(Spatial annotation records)

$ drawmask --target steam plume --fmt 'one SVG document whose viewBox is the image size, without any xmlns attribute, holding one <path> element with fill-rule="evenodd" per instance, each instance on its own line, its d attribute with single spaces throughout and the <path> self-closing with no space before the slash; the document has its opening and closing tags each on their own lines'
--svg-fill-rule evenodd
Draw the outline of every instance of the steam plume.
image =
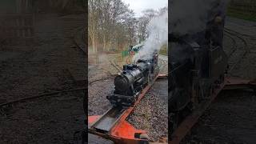
<svg viewBox="0 0 256 144">
<path fill-rule="evenodd" d="M 168 41 L 168 12 L 166 10 L 161 15 L 154 17 L 147 26 L 149 37 L 144 46 L 133 58 L 134 62 L 139 58 L 150 59 L 154 51 L 158 52 L 161 46 Z"/>
</svg>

* Task to carry out *
Extract each line above that contains the word "outline".

* Exercise result *
Draw the outline of every instance of the steam plume.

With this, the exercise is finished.